▶ Goal
Could you recast the lines of the records from the one containing "task: segment the <item>pale" through the one containing "[[[173,146],[92,146],[94,178],[170,178]]]", both included, as a numbered list with blank lines left out? List only that stretch.

▶ Provided records
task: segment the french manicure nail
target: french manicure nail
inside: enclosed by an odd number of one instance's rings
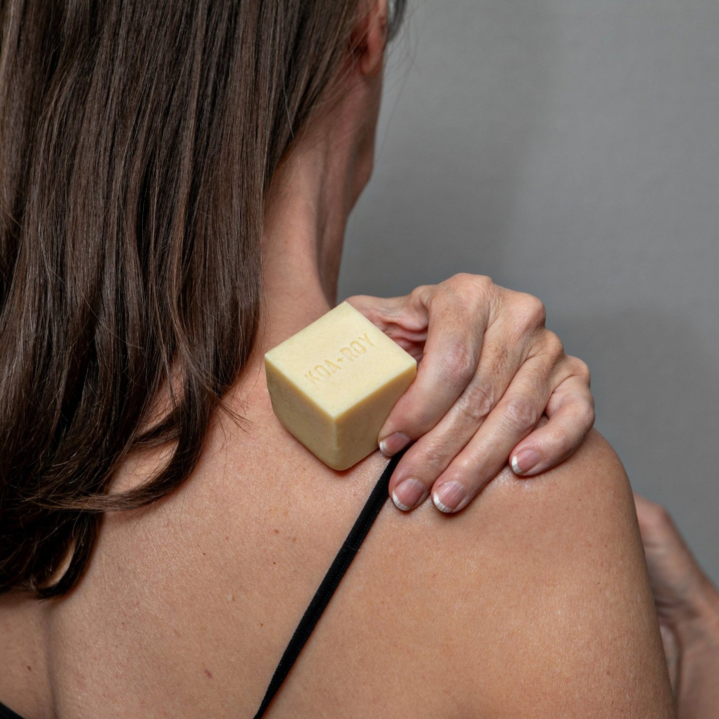
[[[411,441],[404,432],[395,432],[380,442],[380,452],[385,457],[392,457],[404,449]]]
[[[516,475],[526,475],[539,464],[540,459],[541,457],[539,452],[533,449],[523,449],[512,457],[512,469]]]
[[[392,500],[398,509],[408,512],[417,505],[424,492],[424,485],[418,480],[403,480],[393,490]]]
[[[454,512],[467,495],[459,482],[446,482],[432,494],[434,506],[441,512]]]

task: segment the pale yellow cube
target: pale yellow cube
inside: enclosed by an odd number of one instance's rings
[[[417,362],[343,302],[270,349],[265,370],[283,425],[329,467],[347,470],[377,449]]]

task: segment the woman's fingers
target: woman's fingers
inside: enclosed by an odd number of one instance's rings
[[[400,509],[433,486],[438,507],[461,509],[508,458],[518,474],[536,474],[566,459],[591,428],[588,370],[544,327],[536,298],[457,275],[404,298],[350,300],[421,360],[378,438],[388,456],[414,443],[390,482]]]
[[[407,452],[395,470],[390,492],[400,509],[413,509],[426,498],[437,477],[490,415],[523,361],[523,354],[516,354],[503,342],[486,341],[470,383],[439,422]],[[546,398],[538,398],[537,404],[541,405],[538,407],[541,413]],[[505,463],[507,456],[500,461]]]
[[[408,309],[426,313],[427,339],[414,382],[380,431],[384,454],[396,453],[434,428],[474,378],[492,306],[484,279],[452,278],[410,296]]]
[[[507,464],[511,449],[538,426],[549,397],[561,383],[556,373],[568,371],[566,363],[557,362],[559,340],[545,342],[546,351],[528,359],[513,378],[510,365],[509,386],[478,429],[453,434],[449,428],[457,420],[450,412],[403,457],[390,483],[400,509],[411,508],[407,498],[418,495],[417,503],[421,502],[431,487],[438,509],[459,511]],[[411,481],[405,484],[406,480]]]
[[[571,457],[594,425],[589,369],[576,357],[566,360],[572,374],[549,398],[544,410],[549,421],[530,433],[511,451],[512,469],[521,477],[545,472]]]
[[[551,390],[542,360],[522,366],[499,403],[432,487],[437,509],[464,509],[507,464],[511,449],[537,426]]]

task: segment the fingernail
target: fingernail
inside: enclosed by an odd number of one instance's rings
[[[434,490],[432,501],[441,512],[455,512],[466,494],[459,482],[446,482]]]
[[[424,493],[424,485],[418,480],[403,480],[393,490],[392,500],[403,512],[408,512],[414,509]]]
[[[516,475],[526,475],[539,464],[541,459],[533,449],[523,449],[512,457],[512,469]]]
[[[395,432],[380,442],[380,452],[385,457],[392,457],[404,449],[411,441],[404,432]]]

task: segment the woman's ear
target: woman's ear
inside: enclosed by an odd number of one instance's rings
[[[387,45],[387,0],[360,0],[352,43],[357,66],[362,75],[382,70]]]

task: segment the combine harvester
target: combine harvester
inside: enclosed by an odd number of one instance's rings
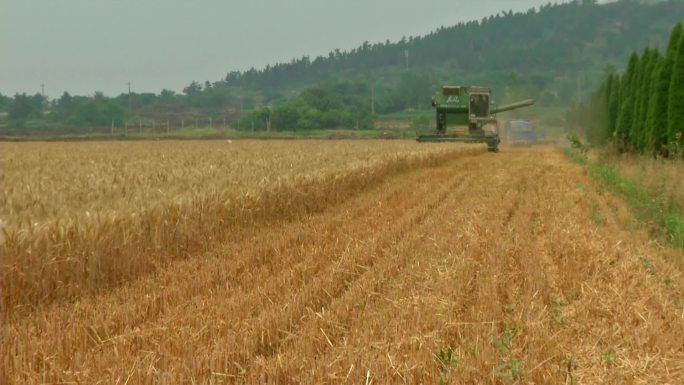
[[[437,110],[437,129],[434,133],[419,134],[417,140],[487,143],[489,151],[499,151],[499,123],[494,114],[531,106],[534,100],[496,107],[491,95],[488,87],[442,87],[432,98],[432,106]]]

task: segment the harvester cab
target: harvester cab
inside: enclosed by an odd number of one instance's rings
[[[496,107],[488,87],[444,86],[432,98],[435,107],[436,129],[419,134],[419,142],[486,143],[489,151],[498,151],[501,142],[498,121],[494,114],[527,107],[533,100],[525,100]]]

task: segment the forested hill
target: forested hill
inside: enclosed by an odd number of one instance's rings
[[[359,127],[372,125],[377,114],[429,109],[430,96],[447,83],[490,86],[499,103],[534,98],[542,107],[567,107],[586,99],[608,73],[623,70],[630,53],[665,47],[679,21],[684,0],[549,3],[426,36],[366,42],[349,52],[193,81],[182,93],[64,93],[54,100],[0,95],[0,133],[125,127],[132,121],[139,127],[152,121],[154,128],[155,120],[182,127],[211,119],[258,129],[268,127],[270,107],[287,117],[274,118],[277,129]]]
[[[630,52],[664,44],[667,31],[684,19],[684,1],[576,1],[548,4],[525,13],[503,12],[481,21],[442,27],[396,43],[363,43],[349,52],[303,57],[262,70],[231,72],[225,81],[250,88],[292,87],[349,80],[390,68],[441,70],[439,77],[489,71],[566,74],[624,63]]]

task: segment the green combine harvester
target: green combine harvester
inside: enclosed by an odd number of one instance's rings
[[[498,121],[494,114],[531,106],[534,100],[496,107],[488,87],[444,86],[432,98],[437,110],[437,129],[419,134],[419,142],[487,143],[489,151],[499,151]]]

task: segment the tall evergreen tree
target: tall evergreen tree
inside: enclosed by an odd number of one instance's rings
[[[646,137],[645,150],[656,155],[661,153],[663,140],[663,127],[667,126],[667,100],[669,98],[668,89],[670,86],[669,76],[661,79],[665,58],[660,55],[658,50],[654,51],[652,59],[651,85],[648,91],[646,109]],[[665,108],[663,109],[662,106]],[[657,114],[661,114],[658,116]]]
[[[639,121],[639,107],[641,106],[641,83],[646,73],[646,66],[648,62],[649,53],[648,50],[644,51],[644,54],[639,57],[637,62],[636,72],[634,73],[634,79],[632,81],[631,89],[629,93],[631,94],[631,99],[633,100],[632,109],[629,113],[632,115],[632,125],[629,130],[629,149],[639,151],[639,138],[641,136],[641,121]]]
[[[681,27],[681,24],[679,25]],[[682,151],[684,145],[684,37],[674,50],[670,96],[667,109],[667,138],[671,147]]]
[[[617,128],[618,112],[620,110],[620,75],[612,74],[612,86],[608,95],[608,132],[612,135]]]
[[[649,101],[652,97],[653,72],[654,67],[658,61],[658,50],[647,49],[644,53],[643,74],[641,77],[641,84],[639,86],[638,106],[636,110],[636,121],[639,127],[638,137],[635,143],[636,149],[643,153],[647,150],[649,144],[649,128],[648,128],[648,108]]]
[[[639,55],[633,53],[629,59],[627,71],[622,75],[622,85],[620,88],[620,112],[618,113],[617,128],[615,130],[616,145],[618,150],[626,151],[629,148],[630,138],[632,132],[632,125],[634,124],[634,95],[633,86],[635,83],[637,67],[639,65]]]

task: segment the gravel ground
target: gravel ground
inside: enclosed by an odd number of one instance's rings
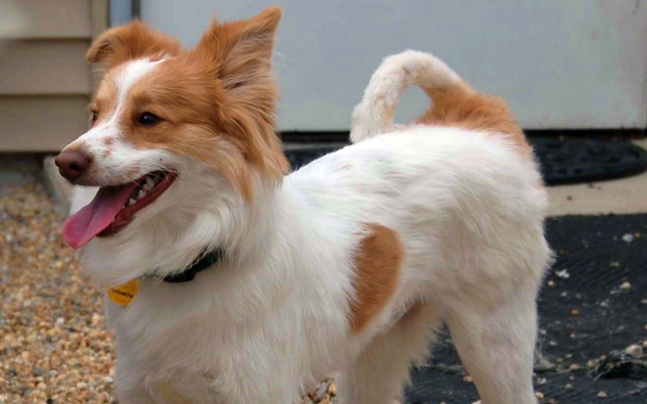
[[[103,293],[79,274],[40,184],[0,187],[0,404],[116,403]],[[329,379],[303,398],[330,404]]]

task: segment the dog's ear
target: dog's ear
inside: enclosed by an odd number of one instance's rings
[[[141,21],[134,21],[99,36],[90,45],[85,59],[91,63],[112,67],[145,56],[159,59],[164,56],[175,56],[179,52],[177,39],[153,31]]]
[[[214,19],[196,51],[212,58],[225,88],[252,84],[258,79],[267,78],[281,15],[279,7],[270,7],[249,19],[225,24]]]

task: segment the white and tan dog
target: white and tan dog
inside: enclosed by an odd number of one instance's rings
[[[135,22],[88,52],[109,69],[57,163],[94,187],[63,235],[110,286],[121,402],[289,404],[336,372],[340,402],[391,404],[446,323],[483,403],[534,403],[546,196],[505,103],[391,56],[356,144],[284,177],[280,17],[214,22],[192,50]],[[433,106],[393,131],[410,84]]]

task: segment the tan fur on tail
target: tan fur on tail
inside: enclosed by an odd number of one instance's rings
[[[389,56],[371,77],[364,98],[353,114],[351,140],[356,143],[395,130],[393,112],[402,92],[421,87],[432,105],[415,123],[501,134],[525,155],[532,154],[523,131],[503,98],[472,90],[443,61],[407,50]]]

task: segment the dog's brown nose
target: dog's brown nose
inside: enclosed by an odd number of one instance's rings
[[[69,150],[61,152],[54,162],[61,175],[74,182],[90,165],[90,159],[80,152]]]

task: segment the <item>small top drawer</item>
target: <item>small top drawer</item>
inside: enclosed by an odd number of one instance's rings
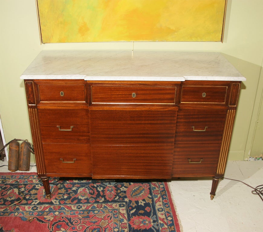
[[[174,104],[175,87],[93,85],[92,103]]]
[[[227,86],[183,86],[181,103],[226,103]]]
[[[85,101],[84,83],[38,82],[37,84],[40,102]]]

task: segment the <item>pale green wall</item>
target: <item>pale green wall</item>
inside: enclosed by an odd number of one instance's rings
[[[222,43],[133,44],[134,50],[211,51],[228,55],[227,58],[247,80],[242,85],[230,148],[231,159],[247,157],[257,134],[255,132],[262,85],[259,81],[263,58],[262,12],[262,0],[228,0]],[[31,141],[24,84],[19,77],[41,50],[131,50],[132,46],[129,42],[41,45],[35,0],[0,0],[0,114],[6,141],[15,138]]]

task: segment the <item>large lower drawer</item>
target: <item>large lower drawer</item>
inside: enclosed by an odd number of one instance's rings
[[[220,145],[218,143],[175,144],[172,176],[214,175]]]
[[[175,143],[221,143],[226,113],[223,110],[179,111]]]
[[[89,143],[87,110],[40,109],[38,115],[43,142]]]
[[[150,108],[132,111],[93,109],[89,112],[93,145],[174,143],[177,111]]]
[[[90,144],[44,143],[43,150],[47,174],[91,176]]]
[[[173,146],[92,146],[94,178],[170,178]]]

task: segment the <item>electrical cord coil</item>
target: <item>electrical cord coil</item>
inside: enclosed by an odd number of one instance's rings
[[[259,197],[261,198],[261,200],[262,200],[262,201],[263,201],[263,197],[261,196],[261,195],[262,195],[263,196],[263,185],[258,185],[257,187],[254,188],[252,186],[249,185],[248,184],[246,183],[245,182],[243,182],[243,181],[242,181],[241,180],[235,180],[234,179],[231,179],[230,178],[227,178],[226,177],[222,177],[222,178],[224,179],[227,179],[228,180],[234,180],[235,181],[238,181],[239,182],[241,182],[241,183],[243,183],[245,185],[247,186],[248,186],[250,188],[253,188],[254,190],[252,190],[251,191],[251,192],[252,193],[252,194],[254,194],[254,195],[258,195]]]
[[[7,181],[6,180],[4,180],[4,179],[0,179],[0,181]],[[20,191],[19,190],[19,182],[18,182],[17,185],[18,185],[18,186],[17,186],[18,191],[18,192],[19,192],[19,193],[20,193],[22,195],[22,198],[20,199],[19,201],[16,201],[15,202],[14,202],[14,203],[13,203],[12,204],[11,204],[11,205],[8,205],[7,206],[1,209],[0,209],[0,211],[3,211],[4,210],[6,209],[7,209],[8,208],[10,207],[10,206],[11,206],[12,205],[15,205],[16,204],[18,204],[18,203],[19,203],[20,202],[21,202],[22,201],[23,201],[24,199],[24,197],[25,197],[25,195],[24,193],[22,193],[21,192],[20,192]]]

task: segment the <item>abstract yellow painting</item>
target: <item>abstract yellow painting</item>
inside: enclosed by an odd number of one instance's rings
[[[42,42],[221,41],[226,0],[37,0]]]

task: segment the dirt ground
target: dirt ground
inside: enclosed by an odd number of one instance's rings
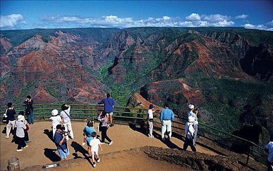
[[[96,126],[97,126],[97,123]],[[75,139],[69,139],[68,142],[70,154],[68,159],[76,159],[86,157],[87,154],[87,146],[82,146],[83,140],[83,129],[86,125],[84,122],[72,122],[72,128],[74,133]],[[0,128],[2,130],[4,125]],[[23,149],[21,152],[17,152],[17,145],[12,143],[12,135],[10,138],[6,139],[5,134],[1,132],[0,136],[0,170],[6,170],[8,165],[8,160],[10,157],[16,157],[19,159],[21,169],[27,167],[34,165],[42,165],[52,163],[53,162],[58,161],[59,153],[56,150],[55,144],[49,138],[52,136],[49,130],[51,129],[50,122],[36,122],[34,125],[29,126],[29,139],[32,142],[28,144],[29,146],[27,148]],[[145,146],[163,147],[165,148],[180,149],[183,147],[183,142],[177,138],[172,137],[171,142],[163,143],[160,140],[160,132],[155,132],[154,133],[155,138],[148,138],[143,133],[141,128],[135,128],[125,125],[115,125],[113,127],[110,128],[107,131],[107,135],[113,141],[112,146],[107,144],[102,145],[103,150],[100,151],[101,154],[106,154],[126,149],[135,148]],[[100,135],[100,133],[99,133]],[[106,140],[105,140],[106,141]],[[206,153],[217,154],[209,150],[198,145],[196,146],[198,151]],[[190,150],[188,148],[188,150]],[[97,165],[96,169],[102,170],[163,170],[162,161],[156,161],[150,159],[145,154],[140,153],[137,155],[124,153],[118,155],[114,157],[110,157],[107,162],[102,162]],[[71,166],[67,171],[84,171],[85,169],[90,169],[92,168],[89,162],[86,161],[86,167],[81,166]],[[123,166],[121,167],[121,165]],[[137,166],[140,165],[139,166]],[[176,165],[165,163],[166,168],[172,169],[169,170],[180,170],[181,168],[177,168]],[[103,166],[103,167],[102,167]],[[141,167],[140,166],[143,166]],[[100,168],[101,169],[100,169]],[[148,169],[148,168],[150,168]],[[180,168],[179,169],[179,168]],[[87,170],[87,169],[86,169]]]

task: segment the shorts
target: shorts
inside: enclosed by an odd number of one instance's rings
[[[107,116],[109,116],[109,115],[112,116],[112,115],[113,115],[113,112],[106,113],[106,115]]]
[[[63,158],[66,158],[66,156],[69,155],[69,150],[68,149],[64,150],[64,151],[65,151],[65,152],[64,152],[62,149],[57,150],[58,152],[59,152],[59,153],[60,154],[60,157],[61,157],[61,159]]]
[[[95,150],[91,150],[91,154],[92,155],[95,155],[95,154],[99,154],[99,153],[98,152],[98,150],[99,150],[99,149]]]

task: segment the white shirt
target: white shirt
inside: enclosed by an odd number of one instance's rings
[[[51,116],[49,118],[49,120],[51,121],[51,123],[52,123],[52,127],[54,128],[56,128],[57,126],[60,124],[60,123],[62,122],[62,118],[60,115]]]
[[[152,109],[148,109],[147,110],[147,118],[148,119],[153,119],[153,116],[152,114]]]
[[[193,136],[193,133],[194,133],[194,128],[193,128],[193,124],[191,122],[186,122],[185,124],[185,136],[187,136],[187,134],[191,135]],[[189,131],[188,131],[189,129]]]
[[[101,141],[98,138],[94,138],[90,142],[90,146],[92,146],[92,151],[98,151],[99,150],[99,145],[101,144]]]
[[[66,112],[67,114],[66,114],[66,113],[65,113],[64,111],[65,111],[65,112]],[[68,122],[70,122],[70,118],[68,117],[68,116],[70,116],[70,107],[68,107],[68,108],[66,110],[62,111],[60,113],[60,115],[61,115],[61,116],[63,118],[64,124],[68,123]],[[67,115],[68,115],[68,116],[67,116]]]
[[[273,141],[271,141],[265,146],[265,148],[268,150],[268,157],[267,160],[271,163],[273,163]]]

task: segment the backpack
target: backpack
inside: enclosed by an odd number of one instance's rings
[[[7,116],[7,109],[6,109],[6,111],[5,111],[5,113],[4,113],[3,115],[3,118],[2,119],[2,122],[6,124],[8,123],[8,121],[9,121],[8,116]]]

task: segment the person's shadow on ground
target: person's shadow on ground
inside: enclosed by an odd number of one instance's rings
[[[74,150],[75,150],[75,152],[72,153],[72,155],[74,156],[73,158],[74,159],[77,158],[85,158],[89,162],[89,163],[90,163],[91,166],[93,166],[90,158],[87,155],[88,151],[87,150],[84,149],[80,144],[75,141],[72,141],[70,146],[73,147]],[[83,154],[84,157],[79,156],[77,153],[78,152],[80,152]]]
[[[53,143],[55,143],[54,142],[54,140],[53,140],[53,132],[52,130],[49,130],[47,129],[43,129],[43,132],[44,134],[46,134],[46,135],[47,135],[47,137],[48,137],[48,138],[49,138],[50,139],[50,140],[51,140]]]
[[[146,136],[147,136],[147,133],[146,128],[144,128],[144,127],[136,127],[136,125],[134,124],[129,124],[129,127],[133,130],[137,131],[143,134],[144,135],[145,135]],[[165,141],[162,141],[161,139],[161,134],[159,134],[159,133],[155,131],[153,131],[153,135],[154,136],[154,138],[156,138],[161,141],[161,142],[164,143],[166,146],[167,146],[170,149],[178,149],[180,150],[183,150],[183,149],[179,147],[175,144],[174,144],[171,141],[171,140],[169,140],[167,138],[166,139]],[[147,138],[153,138],[147,137]]]
[[[43,152],[43,154],[44,156],[49,160],[51,160],[52,162],[58,162],[61,160],[61,158],[60,156],[58,155],[56,152],[57,150],[57,149],[43,149],[44,152]]]

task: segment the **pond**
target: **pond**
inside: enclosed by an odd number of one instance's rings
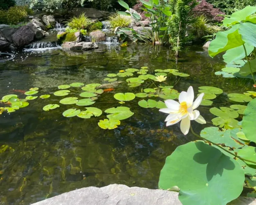
[[[43,111],[46,105],[59,104],[66,97],[53,94],[59,85],[75,82],[103,84],[108,74],[147,67],[149,74],[154,74],[157,69],[170,69],[190,75],[168,75],[167,84],[162,83],[174,86],[179,92],[190,85],[196,94],[200,86],[223,89],[224,93],[212,100],[215,105],[225,103],[227,94],[243,93],[251,87],[248,80],[215,75],[215,72],[224,67],[222,57],[212,59],[199,47],[187,48],[177,62],[173,52],[167,48],[138,43],[99,47],[84,53],[66,52],[58,47],[31,49],[0,63],[1,98],[16,94],[24,98],[24,92],[33,87],[39,88],[35,95],[51,95],[46,99],[28,101],[27,107],[0,115],[0,204],[27,205],[75,189],[114,183],[157,188],[166,157],[178,145],[195,139],[190,133],[184,136],[178,125],[166,127],[166,115],[156,108],[140,107],[139,97],[126,102],[124,106],[134,114],[121,121],[115,129],[98,126],[100,120],[106,118],[104,112],[99,117],[82,119],[62,114],[74,107],[82,109],[81,106],[61,104],[57,109]],[[152,84],[149,80],[144,88],[154,87]],[[77,88],[73,88],[76,92],[69,97],[79,94]],[[115,94],[140,93],[141,88],[129,87],[124,82],[101,94],[91,107],[105,111],[122,106],[113,97]],[[209,109],[202,106],[199,110],[211,122],[214,116]],[[192,123],[197,132],[208,126]]]

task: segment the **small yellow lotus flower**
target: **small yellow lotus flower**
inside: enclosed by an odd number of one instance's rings
[[[167,78],[167,77],[164,77],[163,75],[158,75],[155,77],[155,79],[156,80],[155,80],[156,81],[158,81],[159,82],[162,82],[163,81],[166,80],[166,79]]]

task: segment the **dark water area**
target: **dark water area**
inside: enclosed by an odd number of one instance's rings
[[[76,82],[103,84],[108,74],[129,68],[147,66],[153,74],[156,69],[174,69],[190,75],[168,76],[166,83],[179,92],[190,85],[195,94],[200,86],[223,89],[224,94],[213,100],[215,105],[226,102],[228,93],[242,93],[251,86],[249,80],[215,75],[225,66],[222,57],[212,59],[200,47],[187,48],[177,63],[168,48],[144,44],[127,47],[101,44],[98,49],[81,53],[48,48],[30,49],[16,53],[13,61],[0,63],[1,98],[16,94],[24,98],[17,90],[34,87],[40,89],[37,95],[51,95],[0,115],[1,205],[27,205],[75,189],[114,183],[157,188],[166,157],[177,146],[195,139],[191,133],[183,135],[178,125],[166,127],[166,115],[157,108],[139,107],[141,99],[137,97],[124,105],[134,114],[114,130],[98,126],[105,114],[89,119],[63,117],[62,113],[72,105],[43,111],[45,105],[59,104],[66,97],[53,95],[58,85]],[[104,93],[91,107],[104,111],[119,106],[115,93],[140,92],[140,87],[126,85]],[[213,118],[209,108],[199,109],[208,122]],[[197,133],[209,126],[194,122],[192,125]]]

▶ The solution
1. task: segment the <item>pale green wall</item>
2. target: <item>pale green wall</item>
3. inside: enclosed by an odd number of one instance's rings
4. [[[222,43],[133,44],[134,50],[211,51],[228,55],[227,58],[247,80],[242,85],[230,148],[231,159],[247,157],[257,134],[255,132],[262,85],[259,81],[263,58],[262,12],[262,0],[228,0]],[[31,141],[24,84],[19,77],[41,50],[131,50],[132,46],[129,42],[41,45],[35,0],[0,0],[0,114],[6,141],[15,138]]]
5. task: segment the <item>large lower drawer</item>
6. target: <item>large lower drawer</item>
7. inside: enclosed by an odd number of one instance's rings
8. [[[220,145],[218,143],[175,144],[172,176],[214,175]]]
9. [[[175,143],[221,143],[226,113],[223,110],[179,111]]]
10. [[[89,143],[87,110],[40,109],[38,115],[43,142]]]
11. [[[150,108],[132,111],[93,109],[89,112],[93,145],[174,143],[177,111]]]
12. [[[90,144],[44,143],[43,150],[47,174],[91,176]]]
13. [[[173,146],[92,146],[94,178],[170,178]]]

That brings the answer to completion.